- _Your task_:
Reproduce the listing verbatim, from the line containing "example: [14, 702]" through the end of the listing, with both ends included. Omit the pictures from your answer.

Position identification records
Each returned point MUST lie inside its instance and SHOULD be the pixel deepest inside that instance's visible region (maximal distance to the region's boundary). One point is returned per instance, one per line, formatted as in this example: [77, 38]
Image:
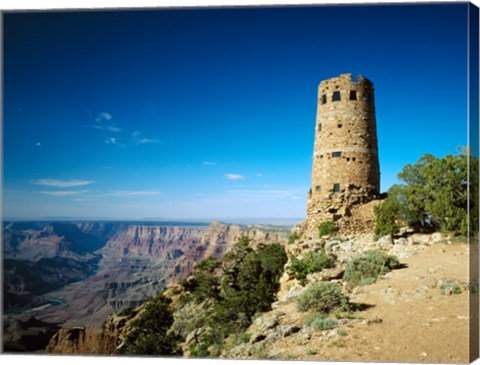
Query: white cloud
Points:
[111, 140]
[61, 192]
[234, 176]
[138, 139]
[62, 183]
[105, 123]
[129, 193]
[109, 128]
[103, 116]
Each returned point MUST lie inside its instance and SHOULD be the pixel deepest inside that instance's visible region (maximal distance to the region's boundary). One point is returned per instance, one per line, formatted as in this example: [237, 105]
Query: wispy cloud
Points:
[61, 183]
[129, 193]
[61, 192]
[104, 122]
[234, 176]
[139, 139]
[103, 116]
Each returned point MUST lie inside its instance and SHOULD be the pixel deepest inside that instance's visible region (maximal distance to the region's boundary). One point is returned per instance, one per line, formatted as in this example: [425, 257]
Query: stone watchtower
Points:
[345, 168]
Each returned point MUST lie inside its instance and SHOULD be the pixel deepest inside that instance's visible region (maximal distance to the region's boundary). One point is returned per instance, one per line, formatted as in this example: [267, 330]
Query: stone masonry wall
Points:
[345, 170]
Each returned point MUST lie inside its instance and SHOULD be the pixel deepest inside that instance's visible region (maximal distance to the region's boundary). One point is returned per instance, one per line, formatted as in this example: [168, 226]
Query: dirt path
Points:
[408, 320]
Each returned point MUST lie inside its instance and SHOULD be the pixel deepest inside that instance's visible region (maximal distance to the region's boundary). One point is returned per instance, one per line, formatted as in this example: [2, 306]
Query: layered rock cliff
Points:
[132, 262]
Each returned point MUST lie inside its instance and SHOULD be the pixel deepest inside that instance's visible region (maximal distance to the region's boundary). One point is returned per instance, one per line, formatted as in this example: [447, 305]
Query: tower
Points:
[345, 167]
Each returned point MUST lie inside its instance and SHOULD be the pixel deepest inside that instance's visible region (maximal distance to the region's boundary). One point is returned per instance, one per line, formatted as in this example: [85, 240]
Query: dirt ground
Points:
[408, 319]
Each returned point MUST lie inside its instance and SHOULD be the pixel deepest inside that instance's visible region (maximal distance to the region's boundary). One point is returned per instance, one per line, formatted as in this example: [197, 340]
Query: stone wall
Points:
[345, 149]
[345, 169]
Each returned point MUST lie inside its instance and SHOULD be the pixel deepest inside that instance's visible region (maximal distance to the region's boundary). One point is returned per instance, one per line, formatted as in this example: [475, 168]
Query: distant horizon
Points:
[210, 112]
[239, 221]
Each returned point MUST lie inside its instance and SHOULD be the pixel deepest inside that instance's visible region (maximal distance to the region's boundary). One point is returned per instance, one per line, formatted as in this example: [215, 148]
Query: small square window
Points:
[368, 99]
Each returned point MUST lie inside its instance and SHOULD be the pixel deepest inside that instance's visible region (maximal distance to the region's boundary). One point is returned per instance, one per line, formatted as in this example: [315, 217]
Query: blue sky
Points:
[210, 113]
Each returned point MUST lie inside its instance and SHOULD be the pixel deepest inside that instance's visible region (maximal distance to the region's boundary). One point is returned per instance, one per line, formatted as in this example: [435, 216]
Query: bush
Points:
[386, 215]
[323, 297]
[311, 262]
[366, 269]
[327, 228]
[320, 322]
[149, 334]
[433, 193]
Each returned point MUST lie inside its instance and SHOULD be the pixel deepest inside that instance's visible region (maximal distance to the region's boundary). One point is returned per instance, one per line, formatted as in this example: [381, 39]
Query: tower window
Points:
[368, 99]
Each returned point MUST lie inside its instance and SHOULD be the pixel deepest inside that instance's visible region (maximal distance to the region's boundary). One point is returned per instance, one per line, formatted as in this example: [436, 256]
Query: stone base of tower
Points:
[351, 210]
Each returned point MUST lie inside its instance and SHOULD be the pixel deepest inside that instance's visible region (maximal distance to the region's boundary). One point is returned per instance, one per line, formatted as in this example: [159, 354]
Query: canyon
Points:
[59, 274]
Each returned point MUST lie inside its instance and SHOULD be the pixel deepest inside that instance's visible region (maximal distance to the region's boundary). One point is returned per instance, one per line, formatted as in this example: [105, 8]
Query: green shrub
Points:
[293, 237]
[386, 216]
[310, 262]
[310, 352]
[327, 228]
[320, 322]
[323, 297]
[366, 269]
[149, 334]
[127, 312]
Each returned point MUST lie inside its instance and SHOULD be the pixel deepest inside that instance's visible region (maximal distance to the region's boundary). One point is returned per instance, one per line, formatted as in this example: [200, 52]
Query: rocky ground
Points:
[407, 317]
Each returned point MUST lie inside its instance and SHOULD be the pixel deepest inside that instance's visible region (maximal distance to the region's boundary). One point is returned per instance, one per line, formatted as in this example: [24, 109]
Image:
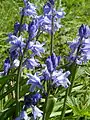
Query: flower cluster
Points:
[80, 47]
[48, 22]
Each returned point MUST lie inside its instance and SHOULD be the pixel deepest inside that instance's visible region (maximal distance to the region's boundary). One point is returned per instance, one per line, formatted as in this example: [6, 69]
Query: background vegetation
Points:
[77, 13]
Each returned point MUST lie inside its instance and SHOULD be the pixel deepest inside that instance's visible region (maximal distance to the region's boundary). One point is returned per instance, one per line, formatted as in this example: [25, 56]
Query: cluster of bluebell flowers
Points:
[49, 72]
[80, 47]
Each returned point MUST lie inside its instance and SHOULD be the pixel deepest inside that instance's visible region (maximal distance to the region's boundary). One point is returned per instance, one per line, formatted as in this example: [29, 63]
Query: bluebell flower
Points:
[31, 63]
[17, 43]
[24, 27]
[52, 1]
[84, 31]
[14, 54]
[60, 79]
[29, 9]
[34, 80]
[23, 115]
[47, 8]
[36, 112]
[16, 63]
[80, 47]
[33, 28]
[35, 98]
[6, 66]
[37, 48]
[45, 74]
[31, 99]
[52, 62]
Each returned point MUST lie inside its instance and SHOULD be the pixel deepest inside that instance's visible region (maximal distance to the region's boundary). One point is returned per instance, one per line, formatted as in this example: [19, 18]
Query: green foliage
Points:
[78, 105]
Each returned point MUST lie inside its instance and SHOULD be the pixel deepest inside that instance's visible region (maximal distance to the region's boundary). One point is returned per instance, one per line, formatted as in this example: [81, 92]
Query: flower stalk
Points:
[19, 74]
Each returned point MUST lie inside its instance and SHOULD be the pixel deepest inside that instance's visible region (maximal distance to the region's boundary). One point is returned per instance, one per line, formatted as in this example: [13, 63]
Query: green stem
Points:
[74, 69]
[18, 80]
[19, 74]
[64, 105]
[51, 50]
[52, 32]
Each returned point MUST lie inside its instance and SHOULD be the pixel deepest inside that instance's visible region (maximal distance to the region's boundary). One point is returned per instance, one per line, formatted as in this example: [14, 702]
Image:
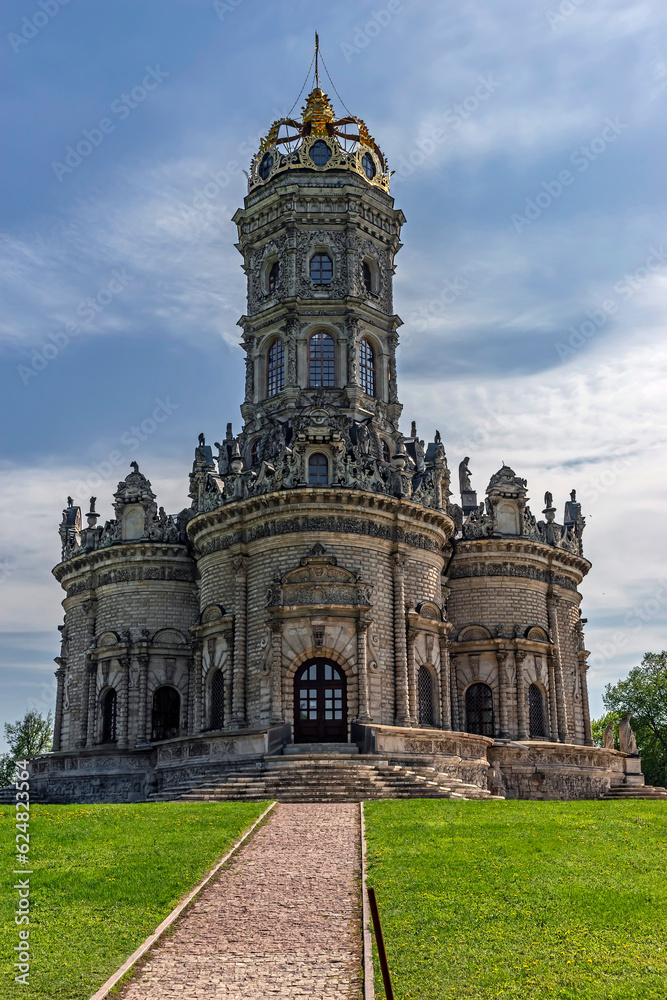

- _Written answer_:
Each returned point MUST lie inside its instance and SHOULD be the pixel deepest inside that instance's visible region (maximal distance to the region's boundary). One point is returned per instance, one per line, formatted as in this example: [14, 702]
Image:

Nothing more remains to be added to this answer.